MATERIAL FOR THE TASK:
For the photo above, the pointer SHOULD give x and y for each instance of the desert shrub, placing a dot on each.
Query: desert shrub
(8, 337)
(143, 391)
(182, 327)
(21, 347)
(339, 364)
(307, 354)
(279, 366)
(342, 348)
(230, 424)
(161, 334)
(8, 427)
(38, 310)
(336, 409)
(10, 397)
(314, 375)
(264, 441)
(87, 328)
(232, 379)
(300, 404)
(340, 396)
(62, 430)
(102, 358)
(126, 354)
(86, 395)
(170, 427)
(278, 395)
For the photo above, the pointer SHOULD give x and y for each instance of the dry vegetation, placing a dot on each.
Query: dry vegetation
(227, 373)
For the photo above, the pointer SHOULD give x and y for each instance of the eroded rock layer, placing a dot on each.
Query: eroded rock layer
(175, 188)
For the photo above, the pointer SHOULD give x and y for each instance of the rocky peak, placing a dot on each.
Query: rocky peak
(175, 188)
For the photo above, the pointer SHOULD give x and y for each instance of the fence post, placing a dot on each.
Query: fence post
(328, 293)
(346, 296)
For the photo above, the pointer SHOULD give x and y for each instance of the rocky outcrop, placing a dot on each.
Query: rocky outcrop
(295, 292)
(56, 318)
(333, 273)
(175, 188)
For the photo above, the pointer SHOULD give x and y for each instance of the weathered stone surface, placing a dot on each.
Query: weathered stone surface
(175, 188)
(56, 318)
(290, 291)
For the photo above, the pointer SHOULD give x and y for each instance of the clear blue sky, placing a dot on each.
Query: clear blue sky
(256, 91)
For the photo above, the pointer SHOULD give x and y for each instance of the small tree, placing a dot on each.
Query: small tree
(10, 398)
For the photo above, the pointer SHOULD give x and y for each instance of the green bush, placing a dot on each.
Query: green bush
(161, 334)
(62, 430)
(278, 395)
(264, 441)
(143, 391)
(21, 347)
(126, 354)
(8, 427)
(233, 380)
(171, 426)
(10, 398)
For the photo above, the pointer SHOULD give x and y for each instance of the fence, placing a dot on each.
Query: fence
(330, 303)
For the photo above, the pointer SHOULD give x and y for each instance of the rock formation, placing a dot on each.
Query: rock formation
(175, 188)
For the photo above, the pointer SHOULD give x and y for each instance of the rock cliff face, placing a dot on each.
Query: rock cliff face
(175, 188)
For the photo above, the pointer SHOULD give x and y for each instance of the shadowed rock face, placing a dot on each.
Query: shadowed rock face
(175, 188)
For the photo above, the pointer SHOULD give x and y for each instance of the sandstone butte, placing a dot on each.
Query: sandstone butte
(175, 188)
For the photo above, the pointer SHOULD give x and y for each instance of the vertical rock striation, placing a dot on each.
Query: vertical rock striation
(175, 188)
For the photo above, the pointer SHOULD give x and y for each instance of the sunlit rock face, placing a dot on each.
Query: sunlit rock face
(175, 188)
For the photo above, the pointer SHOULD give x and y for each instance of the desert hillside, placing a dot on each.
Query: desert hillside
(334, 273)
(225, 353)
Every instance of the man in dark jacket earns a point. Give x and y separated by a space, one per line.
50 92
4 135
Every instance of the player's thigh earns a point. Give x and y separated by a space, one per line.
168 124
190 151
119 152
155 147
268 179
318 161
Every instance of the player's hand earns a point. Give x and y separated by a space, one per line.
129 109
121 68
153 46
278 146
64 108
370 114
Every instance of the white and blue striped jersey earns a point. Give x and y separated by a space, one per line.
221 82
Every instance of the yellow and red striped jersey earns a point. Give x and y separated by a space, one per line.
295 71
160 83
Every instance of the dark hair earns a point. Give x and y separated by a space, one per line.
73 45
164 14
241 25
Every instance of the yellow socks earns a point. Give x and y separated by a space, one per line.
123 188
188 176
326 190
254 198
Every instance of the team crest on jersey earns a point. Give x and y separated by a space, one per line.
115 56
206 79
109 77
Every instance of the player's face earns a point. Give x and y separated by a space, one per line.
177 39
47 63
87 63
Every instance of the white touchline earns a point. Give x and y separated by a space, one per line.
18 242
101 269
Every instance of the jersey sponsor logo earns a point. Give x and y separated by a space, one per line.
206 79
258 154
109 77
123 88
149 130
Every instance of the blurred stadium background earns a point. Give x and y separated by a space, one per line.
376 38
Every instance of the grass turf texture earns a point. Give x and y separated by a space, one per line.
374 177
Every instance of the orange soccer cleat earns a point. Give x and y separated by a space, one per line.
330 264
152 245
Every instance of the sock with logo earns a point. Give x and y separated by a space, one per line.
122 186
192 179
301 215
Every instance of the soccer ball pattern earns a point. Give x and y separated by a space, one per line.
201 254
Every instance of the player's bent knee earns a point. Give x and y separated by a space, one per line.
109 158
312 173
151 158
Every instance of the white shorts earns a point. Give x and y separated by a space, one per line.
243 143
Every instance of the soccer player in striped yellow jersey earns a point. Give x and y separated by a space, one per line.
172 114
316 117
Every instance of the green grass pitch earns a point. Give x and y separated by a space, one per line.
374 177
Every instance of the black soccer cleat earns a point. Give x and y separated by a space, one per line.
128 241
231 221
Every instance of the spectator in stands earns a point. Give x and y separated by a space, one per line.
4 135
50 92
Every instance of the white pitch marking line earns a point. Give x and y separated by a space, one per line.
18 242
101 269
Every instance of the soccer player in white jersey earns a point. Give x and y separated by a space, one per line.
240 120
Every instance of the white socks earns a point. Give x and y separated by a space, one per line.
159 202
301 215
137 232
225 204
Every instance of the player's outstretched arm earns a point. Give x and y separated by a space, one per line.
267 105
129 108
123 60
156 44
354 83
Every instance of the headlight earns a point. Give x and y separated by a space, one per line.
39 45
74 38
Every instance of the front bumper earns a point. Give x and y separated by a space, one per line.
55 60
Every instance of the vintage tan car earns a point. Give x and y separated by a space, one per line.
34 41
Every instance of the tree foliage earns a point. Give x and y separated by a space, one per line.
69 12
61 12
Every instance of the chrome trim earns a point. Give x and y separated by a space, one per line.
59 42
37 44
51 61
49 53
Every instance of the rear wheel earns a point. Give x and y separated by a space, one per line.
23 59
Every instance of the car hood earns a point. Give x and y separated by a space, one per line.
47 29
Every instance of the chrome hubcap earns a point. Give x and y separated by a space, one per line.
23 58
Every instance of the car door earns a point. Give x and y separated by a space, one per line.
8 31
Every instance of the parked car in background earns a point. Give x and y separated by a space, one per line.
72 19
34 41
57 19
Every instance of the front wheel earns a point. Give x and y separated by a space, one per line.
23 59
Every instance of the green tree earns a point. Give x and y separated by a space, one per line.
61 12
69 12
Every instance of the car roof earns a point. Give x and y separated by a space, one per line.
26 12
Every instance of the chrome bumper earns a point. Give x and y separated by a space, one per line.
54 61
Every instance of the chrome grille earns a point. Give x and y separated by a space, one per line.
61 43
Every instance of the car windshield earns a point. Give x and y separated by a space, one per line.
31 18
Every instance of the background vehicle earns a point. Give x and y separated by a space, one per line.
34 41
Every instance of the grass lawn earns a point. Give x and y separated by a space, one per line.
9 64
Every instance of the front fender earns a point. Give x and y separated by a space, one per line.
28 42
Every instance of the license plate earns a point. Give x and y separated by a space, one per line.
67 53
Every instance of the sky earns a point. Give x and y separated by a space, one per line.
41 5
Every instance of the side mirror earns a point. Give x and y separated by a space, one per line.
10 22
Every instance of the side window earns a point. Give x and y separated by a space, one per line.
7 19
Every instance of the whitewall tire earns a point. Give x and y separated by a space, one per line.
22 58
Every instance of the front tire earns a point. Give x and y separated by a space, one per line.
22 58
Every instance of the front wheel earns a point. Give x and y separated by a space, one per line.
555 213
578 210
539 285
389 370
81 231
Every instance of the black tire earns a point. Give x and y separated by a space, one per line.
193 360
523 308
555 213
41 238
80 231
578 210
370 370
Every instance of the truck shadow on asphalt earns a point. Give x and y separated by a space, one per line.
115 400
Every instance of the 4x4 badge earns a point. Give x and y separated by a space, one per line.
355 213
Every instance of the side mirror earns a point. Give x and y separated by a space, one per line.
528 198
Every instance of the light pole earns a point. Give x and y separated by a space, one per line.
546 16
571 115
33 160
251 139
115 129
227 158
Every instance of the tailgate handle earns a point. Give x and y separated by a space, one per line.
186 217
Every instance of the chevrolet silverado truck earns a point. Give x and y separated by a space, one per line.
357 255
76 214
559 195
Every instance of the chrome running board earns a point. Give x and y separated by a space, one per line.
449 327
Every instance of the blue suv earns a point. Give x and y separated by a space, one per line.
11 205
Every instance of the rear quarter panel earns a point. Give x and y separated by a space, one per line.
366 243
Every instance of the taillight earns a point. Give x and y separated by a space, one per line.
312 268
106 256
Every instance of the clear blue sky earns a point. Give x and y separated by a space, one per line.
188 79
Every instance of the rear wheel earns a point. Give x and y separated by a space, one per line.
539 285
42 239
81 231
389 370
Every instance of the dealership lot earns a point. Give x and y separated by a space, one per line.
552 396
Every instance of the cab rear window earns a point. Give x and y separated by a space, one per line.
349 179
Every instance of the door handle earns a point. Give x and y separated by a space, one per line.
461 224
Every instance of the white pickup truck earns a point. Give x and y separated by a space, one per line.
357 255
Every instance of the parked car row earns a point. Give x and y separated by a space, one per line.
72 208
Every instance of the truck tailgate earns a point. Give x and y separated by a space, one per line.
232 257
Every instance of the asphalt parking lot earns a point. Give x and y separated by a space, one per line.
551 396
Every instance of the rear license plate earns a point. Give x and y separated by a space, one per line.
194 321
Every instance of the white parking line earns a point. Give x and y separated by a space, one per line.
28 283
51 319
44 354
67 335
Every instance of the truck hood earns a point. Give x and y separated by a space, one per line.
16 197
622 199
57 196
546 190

WHAT YOU SHOULD DO: Exactly reproduce the line containing "Every instance of the rear license" and all lines after it in the material, stopping only at the end.

SOLUTION TO THE EXERCISE:
Every instance of the rear license plate earns a point. Give x and y separated by a space, one per line.
194 321
Every instance of the white parking line earns a point. Give x and y separated by a space, one per line.
28 283
51 319
44 354
67 335
Every instance of the truck hood earns a point. Give x and y separated by a space, one per line.
16 197
622 199
57 196
546 190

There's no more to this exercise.